• Data supplied:
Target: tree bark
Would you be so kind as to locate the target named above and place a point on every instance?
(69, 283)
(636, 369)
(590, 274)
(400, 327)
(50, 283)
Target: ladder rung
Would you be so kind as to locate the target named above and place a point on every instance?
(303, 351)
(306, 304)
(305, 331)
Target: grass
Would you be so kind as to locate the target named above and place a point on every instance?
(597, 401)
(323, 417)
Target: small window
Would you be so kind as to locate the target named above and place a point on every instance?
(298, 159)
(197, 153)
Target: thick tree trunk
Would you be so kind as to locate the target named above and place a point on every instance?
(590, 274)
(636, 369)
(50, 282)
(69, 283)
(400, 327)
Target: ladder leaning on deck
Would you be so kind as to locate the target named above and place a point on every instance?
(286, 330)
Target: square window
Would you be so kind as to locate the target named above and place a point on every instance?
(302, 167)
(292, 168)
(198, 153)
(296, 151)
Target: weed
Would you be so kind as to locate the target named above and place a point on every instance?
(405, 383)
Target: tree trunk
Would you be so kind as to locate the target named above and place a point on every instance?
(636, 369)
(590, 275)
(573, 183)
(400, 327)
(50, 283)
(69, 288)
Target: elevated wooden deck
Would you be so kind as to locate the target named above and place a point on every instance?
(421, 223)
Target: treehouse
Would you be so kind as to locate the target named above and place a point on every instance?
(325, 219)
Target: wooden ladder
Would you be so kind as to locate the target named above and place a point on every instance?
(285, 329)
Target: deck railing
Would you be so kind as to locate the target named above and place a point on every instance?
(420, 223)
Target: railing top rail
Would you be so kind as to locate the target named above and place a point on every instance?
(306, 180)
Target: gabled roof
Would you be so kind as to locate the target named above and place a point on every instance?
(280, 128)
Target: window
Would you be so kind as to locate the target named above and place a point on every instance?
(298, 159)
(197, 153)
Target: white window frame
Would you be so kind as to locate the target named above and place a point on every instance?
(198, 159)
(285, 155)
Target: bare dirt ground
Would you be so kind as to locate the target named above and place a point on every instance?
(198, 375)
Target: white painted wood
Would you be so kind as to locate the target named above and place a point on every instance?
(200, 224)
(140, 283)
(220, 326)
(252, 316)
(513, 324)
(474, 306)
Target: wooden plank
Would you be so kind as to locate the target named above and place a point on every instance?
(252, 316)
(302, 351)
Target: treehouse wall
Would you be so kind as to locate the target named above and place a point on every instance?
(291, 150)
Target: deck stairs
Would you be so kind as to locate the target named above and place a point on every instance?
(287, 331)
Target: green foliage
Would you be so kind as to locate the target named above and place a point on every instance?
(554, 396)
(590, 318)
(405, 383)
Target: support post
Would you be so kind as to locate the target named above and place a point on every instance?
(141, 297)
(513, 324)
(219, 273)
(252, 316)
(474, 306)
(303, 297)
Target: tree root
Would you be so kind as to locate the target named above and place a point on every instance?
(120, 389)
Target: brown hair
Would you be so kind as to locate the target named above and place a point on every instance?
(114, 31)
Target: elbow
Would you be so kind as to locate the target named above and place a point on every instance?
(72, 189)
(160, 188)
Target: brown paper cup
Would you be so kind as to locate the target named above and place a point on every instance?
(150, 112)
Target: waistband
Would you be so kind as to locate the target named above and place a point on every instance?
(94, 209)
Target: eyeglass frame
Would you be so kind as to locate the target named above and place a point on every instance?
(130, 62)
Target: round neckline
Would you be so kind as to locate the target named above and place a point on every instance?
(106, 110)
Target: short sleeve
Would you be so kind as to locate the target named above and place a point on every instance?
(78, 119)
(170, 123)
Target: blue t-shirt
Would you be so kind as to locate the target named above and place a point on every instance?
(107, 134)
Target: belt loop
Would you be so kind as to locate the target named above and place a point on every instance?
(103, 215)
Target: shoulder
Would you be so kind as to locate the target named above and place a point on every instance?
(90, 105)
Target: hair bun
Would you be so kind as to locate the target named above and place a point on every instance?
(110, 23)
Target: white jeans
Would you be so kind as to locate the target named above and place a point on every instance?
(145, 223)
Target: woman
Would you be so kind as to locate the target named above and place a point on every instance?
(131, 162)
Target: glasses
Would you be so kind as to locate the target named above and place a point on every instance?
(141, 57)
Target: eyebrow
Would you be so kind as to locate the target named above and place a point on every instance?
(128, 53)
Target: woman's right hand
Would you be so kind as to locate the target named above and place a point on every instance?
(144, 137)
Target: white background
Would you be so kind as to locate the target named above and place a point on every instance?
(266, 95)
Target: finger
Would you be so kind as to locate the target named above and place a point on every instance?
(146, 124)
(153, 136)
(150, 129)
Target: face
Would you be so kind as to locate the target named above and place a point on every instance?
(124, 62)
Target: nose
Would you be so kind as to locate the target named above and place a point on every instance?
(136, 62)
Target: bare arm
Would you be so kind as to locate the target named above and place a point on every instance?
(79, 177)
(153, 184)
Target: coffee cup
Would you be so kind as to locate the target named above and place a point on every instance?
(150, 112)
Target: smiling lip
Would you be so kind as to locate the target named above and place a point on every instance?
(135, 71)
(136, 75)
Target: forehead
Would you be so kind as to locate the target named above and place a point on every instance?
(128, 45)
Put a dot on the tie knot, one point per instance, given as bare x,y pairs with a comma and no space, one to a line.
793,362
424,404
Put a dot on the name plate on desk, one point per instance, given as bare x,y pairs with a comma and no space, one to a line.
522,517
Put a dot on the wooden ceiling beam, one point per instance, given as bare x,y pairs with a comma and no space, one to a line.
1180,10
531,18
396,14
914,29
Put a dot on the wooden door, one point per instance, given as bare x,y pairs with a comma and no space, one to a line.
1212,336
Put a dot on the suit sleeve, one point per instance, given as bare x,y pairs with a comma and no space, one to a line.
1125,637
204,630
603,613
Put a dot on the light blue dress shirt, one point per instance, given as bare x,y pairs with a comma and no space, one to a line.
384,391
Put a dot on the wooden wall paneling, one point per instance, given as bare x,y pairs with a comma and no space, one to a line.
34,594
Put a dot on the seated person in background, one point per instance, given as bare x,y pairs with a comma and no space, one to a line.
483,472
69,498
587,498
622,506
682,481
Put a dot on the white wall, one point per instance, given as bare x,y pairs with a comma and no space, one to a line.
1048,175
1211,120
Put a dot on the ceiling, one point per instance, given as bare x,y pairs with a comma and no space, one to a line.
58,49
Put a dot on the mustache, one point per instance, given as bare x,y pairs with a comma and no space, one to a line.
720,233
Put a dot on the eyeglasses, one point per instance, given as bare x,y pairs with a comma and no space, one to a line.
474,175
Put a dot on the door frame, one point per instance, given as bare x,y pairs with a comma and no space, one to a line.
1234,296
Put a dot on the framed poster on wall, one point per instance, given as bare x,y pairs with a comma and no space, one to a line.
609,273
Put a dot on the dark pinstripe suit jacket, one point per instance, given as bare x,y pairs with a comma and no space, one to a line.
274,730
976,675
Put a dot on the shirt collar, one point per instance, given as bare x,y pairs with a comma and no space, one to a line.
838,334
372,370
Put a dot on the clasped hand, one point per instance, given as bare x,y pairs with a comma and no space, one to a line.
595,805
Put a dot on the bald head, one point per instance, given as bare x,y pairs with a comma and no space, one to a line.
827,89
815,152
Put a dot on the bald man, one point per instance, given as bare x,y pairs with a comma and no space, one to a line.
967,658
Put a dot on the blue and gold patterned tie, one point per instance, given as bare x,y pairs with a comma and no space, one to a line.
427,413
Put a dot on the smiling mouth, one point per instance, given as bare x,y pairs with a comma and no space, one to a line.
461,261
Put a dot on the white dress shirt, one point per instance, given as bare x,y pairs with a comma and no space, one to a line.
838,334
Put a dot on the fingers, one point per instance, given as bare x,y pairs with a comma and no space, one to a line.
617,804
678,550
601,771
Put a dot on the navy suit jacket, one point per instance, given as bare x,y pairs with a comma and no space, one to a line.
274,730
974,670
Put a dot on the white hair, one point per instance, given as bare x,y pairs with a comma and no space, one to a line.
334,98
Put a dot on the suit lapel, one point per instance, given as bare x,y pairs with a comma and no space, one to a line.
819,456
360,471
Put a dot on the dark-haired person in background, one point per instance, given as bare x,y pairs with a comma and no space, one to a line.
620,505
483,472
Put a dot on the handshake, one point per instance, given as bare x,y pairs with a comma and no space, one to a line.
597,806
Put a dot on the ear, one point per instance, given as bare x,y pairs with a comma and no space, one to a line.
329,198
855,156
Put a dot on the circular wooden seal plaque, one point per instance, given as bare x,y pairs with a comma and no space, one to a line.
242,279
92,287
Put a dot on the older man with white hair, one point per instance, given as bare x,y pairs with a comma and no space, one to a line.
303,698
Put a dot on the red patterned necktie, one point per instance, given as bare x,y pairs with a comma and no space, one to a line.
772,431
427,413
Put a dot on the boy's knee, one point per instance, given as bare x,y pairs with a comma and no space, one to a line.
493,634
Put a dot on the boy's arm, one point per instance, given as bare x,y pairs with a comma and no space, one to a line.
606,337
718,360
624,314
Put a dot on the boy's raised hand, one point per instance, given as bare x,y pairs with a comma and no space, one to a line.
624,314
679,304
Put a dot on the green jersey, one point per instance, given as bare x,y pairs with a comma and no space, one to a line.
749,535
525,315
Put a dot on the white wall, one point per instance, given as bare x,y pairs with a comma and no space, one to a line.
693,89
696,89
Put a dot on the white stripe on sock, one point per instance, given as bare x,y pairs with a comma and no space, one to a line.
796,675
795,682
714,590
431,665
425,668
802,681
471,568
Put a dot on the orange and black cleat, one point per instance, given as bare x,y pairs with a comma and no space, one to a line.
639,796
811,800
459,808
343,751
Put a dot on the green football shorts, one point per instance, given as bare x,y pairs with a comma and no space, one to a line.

• Exercise instructions: Scan the material for "ladder" and copy the lines that hold it.

• Answer to this task:
Target: ladder rung
Target: ladder leaning on deck
Target: wooden ladder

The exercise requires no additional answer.